Entries from a pointing dataset:

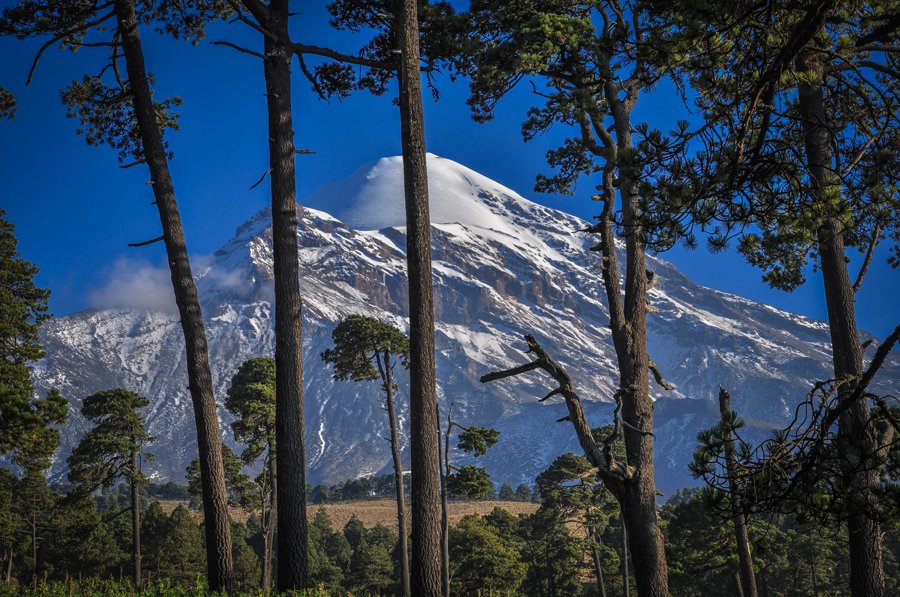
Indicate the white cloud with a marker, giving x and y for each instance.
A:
(133, 284)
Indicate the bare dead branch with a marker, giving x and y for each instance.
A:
(61, 36)
(660, 381)
(147, 242)
(240, 49)
(261, 178)
(613, 475)
(867, 261)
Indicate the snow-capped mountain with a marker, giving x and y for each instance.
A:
(503, 266)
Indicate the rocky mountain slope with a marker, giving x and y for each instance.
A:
(504, 266)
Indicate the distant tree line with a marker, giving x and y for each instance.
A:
(792, 154)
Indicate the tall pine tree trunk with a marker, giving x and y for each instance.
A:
(628, 315)
(293, 563)
(398, 476)
(595, 557)
(856, 439)
(212, 472)
(626, 577)
(426, 518)
(443, 459)
(135, 523)
(741, 535)
(268, 547)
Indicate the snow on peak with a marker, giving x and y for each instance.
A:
(372, 198)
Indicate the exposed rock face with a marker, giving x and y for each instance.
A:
(503, 266)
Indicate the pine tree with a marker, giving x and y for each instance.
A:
(366, 349)
(27, 423)
(797, 145)
(112, 449)
(468, 481)
(251, 399)
(124, 115)
(592, 61)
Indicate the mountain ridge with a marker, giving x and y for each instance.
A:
(528, 270)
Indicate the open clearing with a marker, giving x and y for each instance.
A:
(373, 512)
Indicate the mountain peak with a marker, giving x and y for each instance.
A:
(372, 197)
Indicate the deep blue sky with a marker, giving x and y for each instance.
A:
(75, 211)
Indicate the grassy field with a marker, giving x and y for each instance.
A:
(373, 512)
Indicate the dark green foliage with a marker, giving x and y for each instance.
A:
(789, 558)
(371, 565)
(329, 552)
(105, 452)
(359, 343)
(246, 562)
(173, 546)
(26, 422)
(750, 175)
(441, 32)
(251, 399)
(469, 481)
(82, 544)
(555, 557)
(477, 440)
(523, 493)
(106, 116)
(506, 493)
(699, 545)
(483, 559)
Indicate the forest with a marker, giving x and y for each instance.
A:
(793, 156)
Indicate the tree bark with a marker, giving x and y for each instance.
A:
(135, 523)
(630, 339)
(269, 546)
(426, 519)
(444, 467)
(856, 437)
(398, 476)
(293, 563)
(741, 536)
(626, 578)
(212, 472)
(595, 556)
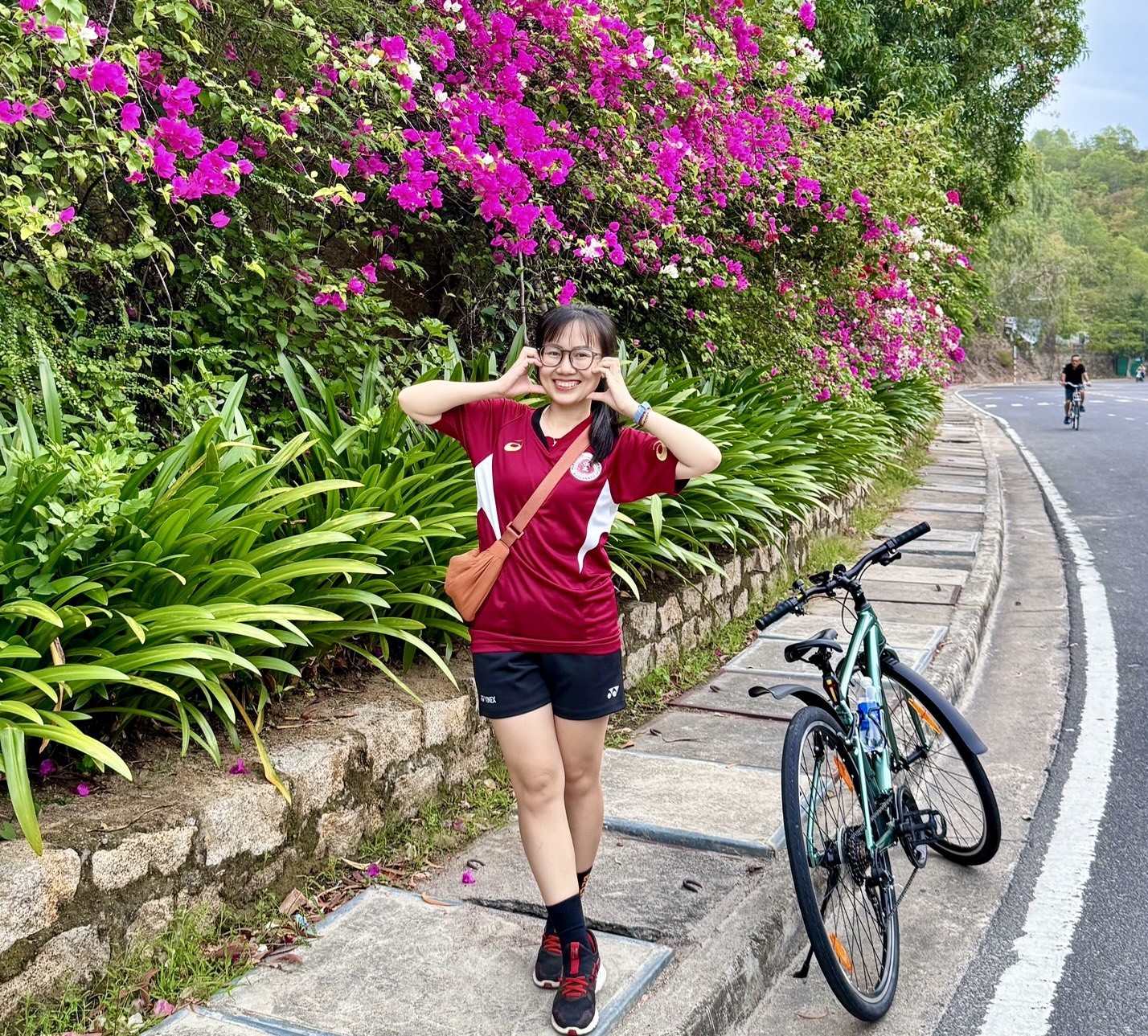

Task directions -
Rewrite the listing from the line with "Indicate the deep" through the end of the listing, changing "marker" to "pin" and leaving everything else untouched. Omit the pictures from your answer.

Solved exercise -
Indicate the deep blue sky with a pin, giving x and y for each instance.
A:
(75, 211)
Indicate the grassy field with a pin, giving x and y for each instance.
A:
(373, 512)
Indicate the dark green foliage with a pin, giving x and y for each instance.
A:
(789, 558)
(371, 565)
(329, 552)
(105, 452)
(359, 343)
(246, 562)
(173, 546)
(26, 422)
(750, 175)
(441, 32)
(251, 399)
(469, 481)
(82, 544)
(555, 557)
(477, 440)
(523, 493)
(106, 116)
(506, 493)
(699, 545)
(483, 559)
Indicate the forest with a pin, giving x and y for each instance.
A:
(793, 156)
Indicate the tree bark with a pin, giving x and y for each instance.
A:
(135, 523)
(630, 339)
(269, 546)
(426, 519)
(444, 467)
(856, 437)
(398, 476)
(293, 563)
(741, 536)
(626, 578)
(212, 472)
(595, 556)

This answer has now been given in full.